**Work task A:**
In the article on EPA rules for power plant emissions, substitute "generating stations" for "power plants" and give the passage from "The Clean Air" to "June 18, 2014.".
**Work task B:**
Resume the article on EPA rules for power plant emissions after its last sentence.

**Page excerpt:**
#####
The agency recently took another step in that direction, publishing a white paper detailing ways gas-plants can reduce their CO2 emissions.
The paper presents opportunities for emission cuts, like the co-firing of natural gas with alternative fuels such as hydrogen; using carbon capture, utilization, and storage (CCUS) technologies; and the co-location with energy storage. Although it doesn’t set policy or establish standards, the EPA “anticipates that the white paper may be useful to inform future rulemaking efforts.”
The Clean Air Act requires new engines and equipment sold or distributed in the United States to be certified to meet EPA-established emissions requirements to protect public health and the environment from air pollution.
Under the latest standards from 2015, new natural gas power plants can emit no more than 1,000 pounds of carbon dioxide per MW of electricity produced. New coal-fired power plants can emit no more than 1,400 lbs CO2/MWh. The standards apply to sources on or after the date of publication of the proposed standards, June 18, 2014.
It’s not clear to what extent the new EPA rules will rely on CCUS technology. The agency’s white paper notes while there is increased interest in carbon capture for natural gas-fired plants, most CCUS efforts have focused on coal plants.
Examples of carbon capture installed on coal plants include the slip stream capture facilities AES Warrior Run in Maryland and AES Shady Point in Oklahoma. In both cases, the captured CO2 is used in the food processing industry. The EPA also cited Southern Company’s Plant Barry in Alabama and AEP’s Mountaineer in West Virginia as having CCUS technology.
Use of CCUS on combined cycle plants include the Bellingham, Massachusetts plant, which used Fluor’s Econamine FG PlusSM capture system. The 40 MW slipstream capture facility operated from 1991 to 2005 and captured 85 to 95 percent of the CO2 for use in the food industry.
The paper notes some emission control technologies that are currently available and some still in the research and development phase.
EPA officials noted the U.S. Department of Energy (DOE), utilities and other organizations are developing processes that use solvents, polymeric membranes, a combination of the two, or solid sorbents for separating and capturing CO2.
Fuel cells configured for emissions capture have also emerged as a CCUS technology. In this process, the flue gas from a plant is “routed through a molten carbonate fuel cell that concentrates the CO2 as a side reaction during the electric generation process in the fuel cell.”
#####
**Source information:**
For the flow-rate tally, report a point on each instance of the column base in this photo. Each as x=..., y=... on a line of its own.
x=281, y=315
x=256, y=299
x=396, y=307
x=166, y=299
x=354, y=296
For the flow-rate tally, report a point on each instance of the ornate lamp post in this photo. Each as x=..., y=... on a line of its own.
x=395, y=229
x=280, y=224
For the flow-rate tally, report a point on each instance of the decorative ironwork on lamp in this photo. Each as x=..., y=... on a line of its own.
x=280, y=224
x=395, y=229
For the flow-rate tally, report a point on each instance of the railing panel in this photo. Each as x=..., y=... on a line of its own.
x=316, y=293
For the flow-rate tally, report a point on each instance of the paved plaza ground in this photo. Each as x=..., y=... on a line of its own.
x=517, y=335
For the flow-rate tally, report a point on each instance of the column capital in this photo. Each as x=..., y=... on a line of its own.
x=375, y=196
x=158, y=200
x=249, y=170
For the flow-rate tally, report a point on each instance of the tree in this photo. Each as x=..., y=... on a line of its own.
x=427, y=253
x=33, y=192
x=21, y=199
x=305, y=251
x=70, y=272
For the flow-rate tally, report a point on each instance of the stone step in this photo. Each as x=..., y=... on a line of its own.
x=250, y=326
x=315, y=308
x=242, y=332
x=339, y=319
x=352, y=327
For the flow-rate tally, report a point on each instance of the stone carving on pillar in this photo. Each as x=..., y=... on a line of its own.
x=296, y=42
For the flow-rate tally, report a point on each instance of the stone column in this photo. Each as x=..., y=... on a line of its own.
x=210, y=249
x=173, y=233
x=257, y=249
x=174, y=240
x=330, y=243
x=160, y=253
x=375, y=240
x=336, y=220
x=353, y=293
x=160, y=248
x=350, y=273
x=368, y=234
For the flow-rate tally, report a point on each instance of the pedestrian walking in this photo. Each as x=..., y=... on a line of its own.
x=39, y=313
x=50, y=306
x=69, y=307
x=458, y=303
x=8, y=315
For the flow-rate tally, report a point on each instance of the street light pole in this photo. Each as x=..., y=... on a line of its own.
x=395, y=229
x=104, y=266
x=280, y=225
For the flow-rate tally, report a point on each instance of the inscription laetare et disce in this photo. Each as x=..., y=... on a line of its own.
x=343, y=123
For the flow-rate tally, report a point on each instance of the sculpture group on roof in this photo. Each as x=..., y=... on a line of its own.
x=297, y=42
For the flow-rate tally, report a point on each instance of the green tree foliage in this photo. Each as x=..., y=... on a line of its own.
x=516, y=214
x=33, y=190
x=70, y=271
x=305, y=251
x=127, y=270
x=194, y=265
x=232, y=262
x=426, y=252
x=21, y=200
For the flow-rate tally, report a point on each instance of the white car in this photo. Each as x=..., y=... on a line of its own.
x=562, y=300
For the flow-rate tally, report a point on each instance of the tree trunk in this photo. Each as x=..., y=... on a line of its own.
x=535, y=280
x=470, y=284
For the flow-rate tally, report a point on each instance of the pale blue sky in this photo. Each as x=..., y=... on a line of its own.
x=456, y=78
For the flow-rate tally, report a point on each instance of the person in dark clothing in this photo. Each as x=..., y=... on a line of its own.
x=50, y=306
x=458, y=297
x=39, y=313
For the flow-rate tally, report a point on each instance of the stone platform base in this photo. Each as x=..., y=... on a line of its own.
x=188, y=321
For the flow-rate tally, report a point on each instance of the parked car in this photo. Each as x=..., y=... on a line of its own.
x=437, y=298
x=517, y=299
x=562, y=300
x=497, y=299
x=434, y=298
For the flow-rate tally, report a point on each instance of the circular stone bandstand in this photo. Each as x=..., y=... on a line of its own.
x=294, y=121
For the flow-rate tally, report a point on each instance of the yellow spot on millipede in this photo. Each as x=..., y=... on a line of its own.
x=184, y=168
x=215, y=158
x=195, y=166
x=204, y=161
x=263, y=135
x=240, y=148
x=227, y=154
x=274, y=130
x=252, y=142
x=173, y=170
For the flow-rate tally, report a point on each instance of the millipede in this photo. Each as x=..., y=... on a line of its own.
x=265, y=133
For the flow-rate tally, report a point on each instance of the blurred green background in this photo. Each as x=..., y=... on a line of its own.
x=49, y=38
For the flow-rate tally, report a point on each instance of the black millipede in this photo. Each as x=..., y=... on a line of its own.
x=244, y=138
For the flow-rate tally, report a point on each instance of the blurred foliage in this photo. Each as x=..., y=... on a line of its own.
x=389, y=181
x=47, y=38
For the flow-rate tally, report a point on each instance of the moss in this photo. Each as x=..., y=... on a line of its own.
#####
**Task answer A:**
The Clean Air Act requires new engines and equipment sold or distributed in the United States to be certified to meet EPA-established emissions requirements to protect public health and the environment from air pollution.
Under the latest standards from 2015, new natural gas generating stations can emit no more than 1,000 pounds of carbon dioxide per MW of electricity produced. New coal-fired generating stations can emit no more than 1,400 lbs CO2/MWh. The standards apply to sources on or after the date of publication of the proposed standards, June 18, 2014.

**Task answer B:**
The white paper also mentions oxygen combustion, the use of a mixture of oxygen and recycled flue gas in place of ambient air for combustion. An oxy-combustion power plant consists of an air separation unit (ASU), which generally requires a significant amount of energy. However, alternative oxygen separation methods are being researched for possible commercial-scale development. These include ion transport membranes (ITM), ceramic autothermal recovery, oxygen transport membranes, and chemical looping.
The EPA noted because oxy-combustion produces a flue gas that contains primarily CO2 and water vapor, minimal post-combustion cleanup is required prior to compression, transportation, and injection for use in geological storage, enhanced oil or gas recovery, or some other use. However, a potential constraint of oxy-combustion is the ability of the air separation unit to respond to variable loads.
The Allam-Fetvedt Cycle, which combusts natural gas with oxygen instead of air, uses supercritical carbon dioxide as a working fluid to drive a turbine instead of steam. This theoretically eliminates all air emissions and inherently produces pipeline-quality CO2 that can be sequestered.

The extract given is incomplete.